■ Stated problem a
Answer these questions using the 3ds Max article:
(i) What does the Turn to Poly modifier do to the object?
(ii) Which modifier gives thickness to a spline that isn't closed, after the extrude is applied?
(iii) In the construction industry, what can standardized modules improve?

::: Text block

3ds Max: Implementing a Modular Workflow for an Era of AR/VR
The world is leading toward a society more integrated with AR/VR with the continued advancements exhibited throughout media and our professional worlds. Delivering content to attract an audience and meet the demand of this era is challenging. This article isn't for the weak at heart, the unmotivated, or the lazy. It is for the serious professional who wants to meet that demand head-on. With planning, preparation, and implementation of modern tools and modular procedures, we can add scalability and efficiency to ensure maximum return on investment.
Let's start with the bad news. Eliminate baking and texture customization. High-res to low-res baking allows for adding details to elements such as weathering, cracks, and realism. However, it's one of the most time-consuming and least controllable processes in a production and modeling pipeline. That leaves us relying on various tools, UV tricks, modeling, and shaders to push as far as possible without it. With these, we can create virtual content that is scalable, efficient, and fit for a powerful pipeline.
We'll start by reviewing modular construction, an incredibly efficient method of production that adds value to every industry. Whether it's in the production of crops or the design of office buildings, consistency, and repetition lead to cost-effective results. That is especially true in the construction industry, where using standardized modules can improve the skills of construction crews, resulting in greater efficiency and innovation as experience is gained. Any deviation from this consistency can lead to increased costs and unpredictable results. In short, modularity is the most efficient path forward for any industry, including construction. The same is valid for technology, especially 3D and virtualization. Adhering to it will produce substantial long-term benefits. We ignore this simple principle to our demise.
Modeling is the most essential aspect of a modular workflow. Without baking, high-fidelity visualization can be more challenging. To address that, we can take advantage of 3ds Max's tools. Almost a near singular purpose for baking is to produce the edge quality needed for engines to render content with some realism. We control normal conditions and edge quality through that procedure. These normals help reflect light and render edge conditions more realistically. After all, every edge on the planet has some flatness that impacts light reflection (even blades at a near-microscopic level). We use some powerful tools in the 3ds Max arsenal to represent this properly.
Take a look at Figure 2.
This figure starts with a simple spline. Then apply the extrude modifier to add thickness. The Turn to Poly modifier is added to convert that object into a triangulated form (eliminating the ngons). The chamfer modifier is applied to provide the edge details we lose from eliminating the time-consuming baking procedure. Finally, we add the weighted normal modifier to eliminate the faceted appearance providing a clean, smooth object with edge details that are great for rendering engines and lighting. While this adds some triangulation, triangulation has become far less of an issue than complex texture maps for today's software and hardware. The time-saving component of this procedure is impossible to ignore. Take a look at Figure 3. This example shows a similar process can be utilized for more complex architectural elements. The only difference is that the spline isn't closed, so a shell modifier needs to be used to give it thickness after the extrude is applied to the spline. Tip: This is also one of the most common methods for creating curtains.

::::::
::: Raw records

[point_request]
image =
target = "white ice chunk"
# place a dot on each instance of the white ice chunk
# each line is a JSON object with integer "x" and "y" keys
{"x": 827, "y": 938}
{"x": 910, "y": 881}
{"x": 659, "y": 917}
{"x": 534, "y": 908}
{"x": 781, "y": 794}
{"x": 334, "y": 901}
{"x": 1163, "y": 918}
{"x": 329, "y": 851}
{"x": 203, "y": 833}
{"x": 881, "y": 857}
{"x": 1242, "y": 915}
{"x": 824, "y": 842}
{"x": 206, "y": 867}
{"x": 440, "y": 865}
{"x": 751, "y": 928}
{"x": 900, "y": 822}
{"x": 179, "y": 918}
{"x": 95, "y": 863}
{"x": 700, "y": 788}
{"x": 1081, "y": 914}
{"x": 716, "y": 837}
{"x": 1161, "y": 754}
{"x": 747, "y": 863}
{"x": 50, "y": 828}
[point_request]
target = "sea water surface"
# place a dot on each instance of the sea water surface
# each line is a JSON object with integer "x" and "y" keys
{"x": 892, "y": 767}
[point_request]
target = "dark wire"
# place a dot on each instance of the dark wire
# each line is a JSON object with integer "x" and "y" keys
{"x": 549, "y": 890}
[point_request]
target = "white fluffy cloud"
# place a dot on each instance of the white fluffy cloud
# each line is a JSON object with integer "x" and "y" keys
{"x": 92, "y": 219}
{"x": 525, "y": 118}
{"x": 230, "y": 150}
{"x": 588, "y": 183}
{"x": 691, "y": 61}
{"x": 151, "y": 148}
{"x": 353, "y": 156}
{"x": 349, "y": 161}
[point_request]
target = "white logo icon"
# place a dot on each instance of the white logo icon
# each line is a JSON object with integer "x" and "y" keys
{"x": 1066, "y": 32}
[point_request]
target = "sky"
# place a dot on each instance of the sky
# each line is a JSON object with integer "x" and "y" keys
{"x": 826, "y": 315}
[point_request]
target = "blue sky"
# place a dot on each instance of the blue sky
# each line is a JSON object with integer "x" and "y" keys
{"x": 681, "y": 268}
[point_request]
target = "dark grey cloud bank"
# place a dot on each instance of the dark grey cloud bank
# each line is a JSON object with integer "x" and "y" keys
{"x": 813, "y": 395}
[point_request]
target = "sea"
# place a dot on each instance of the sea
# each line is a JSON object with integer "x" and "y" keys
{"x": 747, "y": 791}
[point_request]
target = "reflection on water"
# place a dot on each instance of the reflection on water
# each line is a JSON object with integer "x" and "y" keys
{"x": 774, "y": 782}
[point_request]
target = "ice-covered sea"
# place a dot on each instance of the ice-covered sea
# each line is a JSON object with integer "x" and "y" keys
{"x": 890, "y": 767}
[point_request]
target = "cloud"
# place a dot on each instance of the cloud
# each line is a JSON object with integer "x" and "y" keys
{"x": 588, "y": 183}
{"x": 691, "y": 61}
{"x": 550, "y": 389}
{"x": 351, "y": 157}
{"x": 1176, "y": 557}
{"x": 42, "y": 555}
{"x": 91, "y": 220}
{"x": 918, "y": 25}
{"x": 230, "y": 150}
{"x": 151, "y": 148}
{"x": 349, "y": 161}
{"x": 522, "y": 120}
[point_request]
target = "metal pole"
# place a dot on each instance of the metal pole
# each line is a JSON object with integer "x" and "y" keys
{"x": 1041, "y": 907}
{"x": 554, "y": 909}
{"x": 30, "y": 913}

::::::

■ Stated problem b
Gather every line of the records that contains the word "icon", matching case.

■ Final result a
(i) It converts the object into a triangulated form, eliminating the ngons.
(ii) A shell modifier.
(iii) The skills of construction crews.

■ Final result b
target = "white logo icon"
# place a dot on each instance of the white logo icon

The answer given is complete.